課題 1: 以下の映画紹介文で撮影担当として挙がっている人名をすべて書き出すこと。
課題 2: 以下の映画紹介文を、最後の文のあとから書き継ぐこと。

提示文:
*****
ウーマン・ラブ・ウーマン
2006/3/27
If these walls could talk 2
2000年,アメリカ,96分
- 監督
- ジョン・アンダーソン
- マリサ・クーリッジ
- アン・ヘッシュ
- 脚本
- ジェーン・アンダーソン
- アン・ヘッシュ
- シルヴィア・シシェル
- 撮影
- ピーター・デミング
- ポール・エリオット
- ロビー・グリーンバーグ
- 音楽
- ベイジル・ポールドゥリス
- 出演
- ヴァネッサ・レッドグレーヴ
- マリアン・セルデス
- ポール・ジアマッティ
- ミシェル・ウィリアムズ
- クロエ・セヴィニー
- ナターシャ・リオン
- シャロン・ストーン
- エレン・デジュネレス
- レジーナ・キング
1961年、数十年をともに過ごしたレズビアンのカップル、そのひとりアビーが倒れ、イーディスが病院に運び込むが、親族ではないため会うことができない…
そのアビーとイーディスが暮らした同じ屋敷を舞台に、1972年、2000年とレズビアンを取り巻く環境が異なる3つの時代を生きた三組のカップルを描いたオムニバス作品。『キルトに綴る愛』などの脚本家ジョン・アンダーソンが監督した第一話が秀逸。
*****
提供情報:
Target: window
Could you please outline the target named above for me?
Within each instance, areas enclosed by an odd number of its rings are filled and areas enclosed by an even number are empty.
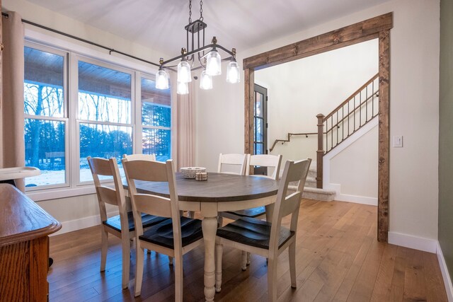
*****
解答 1: ピーター・デミング、ポール・エリオット、ロビー・グリーンバーグ

解答 2:
レズビアンが社会的にまったく認められていなかった1961年、ウーマンリブの流れの中で、徐々にレズビアンもその存在を主張するようになった1972年、そしてレズビアンの権利は認められたが偏見は根強く残り、決して完全に平等とはいえない2000年、それぞれの時代のレズビアンのカップルが抱えた悩みを描くことで、“愛”について語ろうとした作品といえば、この作品の狙いと意味がわかるだろうと思う。
中でも秀逸なのは、第一話、長年をともに過ごしたカップルが最愛の人をなくすが、相手のことを“親友”と説明することしかできず、病院でも親族にも理解されない。その悲しみは、レズビアンに限ったことではなく、誰もが経験する苛立ちといたたれなさであるが、レズビアンという今から見れば、不当に差別されていた人々についてそれを話題にすることで、その理不尽さが浮き彫りになる。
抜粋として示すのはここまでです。